▶ _WHAT YOU ARE ASKED TO DO_:
Arrange all of the records below as a two-column CSV with the headers "prompt" and "response", one row per request. Put its text under "prompt" and its answer under "response", each in a single quoted field, with line breaks replaced by spaces.

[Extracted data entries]
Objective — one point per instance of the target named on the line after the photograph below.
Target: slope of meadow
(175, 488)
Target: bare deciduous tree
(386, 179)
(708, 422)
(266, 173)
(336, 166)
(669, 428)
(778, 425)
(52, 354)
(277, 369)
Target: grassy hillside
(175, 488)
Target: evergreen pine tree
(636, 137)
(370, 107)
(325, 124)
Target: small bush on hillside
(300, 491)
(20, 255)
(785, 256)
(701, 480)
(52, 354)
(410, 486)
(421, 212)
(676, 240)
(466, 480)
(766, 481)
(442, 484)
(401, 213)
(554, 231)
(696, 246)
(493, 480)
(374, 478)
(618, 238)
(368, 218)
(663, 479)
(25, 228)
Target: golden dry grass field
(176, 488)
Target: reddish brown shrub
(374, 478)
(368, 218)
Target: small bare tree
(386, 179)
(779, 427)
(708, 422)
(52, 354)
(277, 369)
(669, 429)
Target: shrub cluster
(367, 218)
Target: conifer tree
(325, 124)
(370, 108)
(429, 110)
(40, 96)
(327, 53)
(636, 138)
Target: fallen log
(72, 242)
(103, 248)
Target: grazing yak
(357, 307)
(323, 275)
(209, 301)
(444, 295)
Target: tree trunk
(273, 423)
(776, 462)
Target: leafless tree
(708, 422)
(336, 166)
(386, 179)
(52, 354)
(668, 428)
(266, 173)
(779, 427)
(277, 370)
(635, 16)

▶ _RESPONSE_:
prompt,response
"Objective — one point per instance of the target named on the line after the photograph below. Target: slope of meadow","(175, 488)"
"Target: bare deciduous tree","(386, 179) (708, 422) (266, 173) (336, 166) (669, 428) (778, 425) (52, 354) (277, 369)"
"Target: grassy hillside","(175, 488)"
"Target: evergreen pine tree","(636, 137) (370, 107) (325, 124)"
"Target: small bush on hillside","(300, 491) (20, 255) (785, 256) (701, 480) (52, 354) (410, 486) (421, 212) (676, 240) (466, 480) (766, 481) (442, 484) (401, 213) (554, 231) (696, 246) (493, 480) (374, 478) (618, 238) (368, 218) (663, 479) (25, 228)"
"Target: golden dry grass field","(176, 488)"
"Target: reddish brown shrub","(374, 478) (368, 218)"
"Target: small bare tree","(386, 179) (779, 427) (708, 422) (52, 354) (277, 369) (669, 429)"
"Target: shrub cluster","(367, 218)"
"Target: conifer tree","(325, 124) (370, 108) (429, 110) (40, 96) (327, 53) (636, 138)"
"Target: fallen log","(72, 242) (103, 248)"
"Target: grazing yak","(357, 307) (323, 275) (209, 301) (444, 295)"
"Target: tree trunk","(273, 423) (776, 462)"
"Target: leafless tree","(708, 422) (336, 166) (386, 179) (52, 354) (668, 428) (266, 173) (779, 427) (277, 370) (635, 16)"